▸ Text section:
□ □ □

With the new video consultation MBS items being available from 1 July 2011, the Royal Australian College of General Practitioners (RACGP) is committed to supporting the profession during the telehealth rollout and highlights the value of the GP in this healthcare model.
Dr Mike Civil, Chair of the RACGP Telehealth Standards Taskforce, said that the College is very supportive of video consultations, recognising that telehealth provides considerable opportunities to improve health outcomes for patients in outer metropolitan, regional, rural and remote communities.
“The College has long advocated for equitable access to quality general practice throughout Australia and video consultations are a great opportunity for patients in outer metropolitan, regional, rural and remote Australia. This initiative ensures GPs will be able to more effectively facilitate other specialist involvement in patients' care through the use of video consultations,” he said.
To guide GPs through telehealth consultations and provide a safety and quality framework for patients and GPs, the RACGP is working on a number of telehealth initiatives, including the development of the telehealth standards for general practitioners. The standards will provide guidance on clinical standards and are planned to be available in October 2011.
While the RACGP is supportive of telehealth initiatives, Dr Civil notes that there are a few challenges regarding the technical requirements that need to be addressed urgently and that the RACGP will provide members with an implementation guide shortly.
“The College advises all general practices not to rush into purchasing equipment because there are practical issues with video consultation across service providers that need to be considered. We encourage all GPs to wait for guidance from the College before purchasing equipment or engaging in contractual arrangements with providers.

□ □ □

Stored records
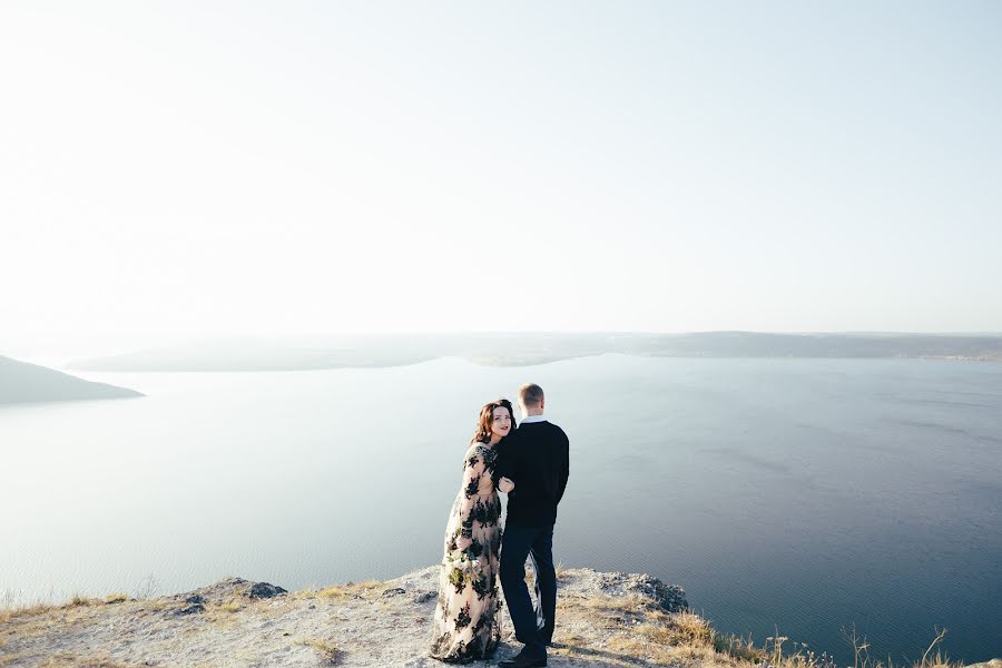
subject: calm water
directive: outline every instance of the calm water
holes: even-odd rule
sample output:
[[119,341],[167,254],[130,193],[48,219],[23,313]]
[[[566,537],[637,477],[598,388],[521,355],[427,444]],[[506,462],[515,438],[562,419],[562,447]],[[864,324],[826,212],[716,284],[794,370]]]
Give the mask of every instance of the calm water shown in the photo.
[[[289,589],[441,558],[479,406],[546,387],[567,566],[682,584],[717,628],[851,660],[946,627],[1002,656],[1002,365],[644,360],[90,374],[141,400],[0,409],[0,596]],[[0,602],[3,602],[0,600]]]

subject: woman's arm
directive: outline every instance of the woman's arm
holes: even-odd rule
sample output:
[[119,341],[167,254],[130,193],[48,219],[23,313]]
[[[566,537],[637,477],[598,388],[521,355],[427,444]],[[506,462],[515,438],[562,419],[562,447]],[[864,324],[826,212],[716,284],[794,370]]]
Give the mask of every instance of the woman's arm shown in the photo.
[[475,445],[466,451],[466,460],[463,462],[463,487],[460,498],[460,525],[456,531],[456,546],[465,550],[473,544],[473,509],[477,505],[477,494],[480,491],[480,479],[484,475],[483,454]]

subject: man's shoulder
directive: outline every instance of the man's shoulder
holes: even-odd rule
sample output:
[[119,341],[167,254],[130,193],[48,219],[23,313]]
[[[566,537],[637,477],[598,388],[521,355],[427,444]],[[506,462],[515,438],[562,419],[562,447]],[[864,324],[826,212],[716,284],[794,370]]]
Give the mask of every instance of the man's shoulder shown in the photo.
[[553,424],[549,420],[542,420],[540,422],[530,422],[524,426],[530,428],[530,431],[524,432],[524,435],[542,436],[547,440],[560,440],[563,442],[568,441],[567,433],[560,428],[559,424]]

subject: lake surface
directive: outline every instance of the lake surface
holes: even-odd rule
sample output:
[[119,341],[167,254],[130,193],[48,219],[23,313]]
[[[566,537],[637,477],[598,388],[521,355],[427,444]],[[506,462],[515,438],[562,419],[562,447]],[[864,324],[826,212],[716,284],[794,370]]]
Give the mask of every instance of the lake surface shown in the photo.
[[[0,603],[287,589],[441,559],[478,409],[571,441],[568,567],[650,572],[758,641],[1002,656],[1002,364],[603,355],[489,369],[86,374],[145,399],[0,409]],[[558,620],[559,623],[559,620]]]

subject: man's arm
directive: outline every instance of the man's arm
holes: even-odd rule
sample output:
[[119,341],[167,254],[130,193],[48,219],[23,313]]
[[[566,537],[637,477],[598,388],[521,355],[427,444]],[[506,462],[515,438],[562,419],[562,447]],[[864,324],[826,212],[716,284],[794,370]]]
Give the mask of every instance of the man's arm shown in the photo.
[[563,438],[562,461],[560,462],[560,482],[557,487],[557,503],[563,499],[563,490],[567,489],[567,479],[570,478],[570,443]]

□ □ □

▸ Exercise tasks:
1. List every kind of community that the press release on RACGP telehealth names as standing to gain from video consultations.
2. Using the press release on RACGP telehealth, mark each statement yes or no and quote the words that decide it: (a) The new video consultation MBS items became available from 1 July 2011. (b) The telehealth standards for general practitioners are planned to be available in July 2011. (c) The College advises general practices to buy equipment promptly.
3. Carry on the press release on RACGP telehealth from its last sentence.
The items have nothing to do with the text.

▸ Responses for each task:
1. outer metropolitan, regional, rural, remote

2.
(a) Yes: "With the new video consultation MBS items being available from 1 July 2011"
(b) No: "are planned to be available in October 2011"
(c) No: "The College advises all general practices not to rush into purchasing equipment"

3.
“The RACGP is currently reviewing the different technologies and connection options to provide a choice from a range of vendor equipment as a means of ensuring interoperability between them,” Dr Civil said.
While computers are being used by approximately 96 percent of GPs for some clinical purpose, many other specialists do not use computers. There is an urgent need for the government to set up a national provider service directory to ensure GPs, aged care facilities and Aboriginal community workers have easy access to specialists using computers and with telehealth facilities.
To encourage medical specialists to uptake telehealth services, the government provides financial incentives through specific MBS item numbers for video consultation, financial incentives through Service Incentive Payments and funding to support the establishment of the service and purchase of equipment. For more details on the RACGP telehealth standards project and to find useful information on the new MBS items, incentives and eligibility, please visit www.racgp.org.au/standards/telehealth.
The RACGP will continue to advocate for further implementation of telehealth supporting high quality primary healthcare delivery.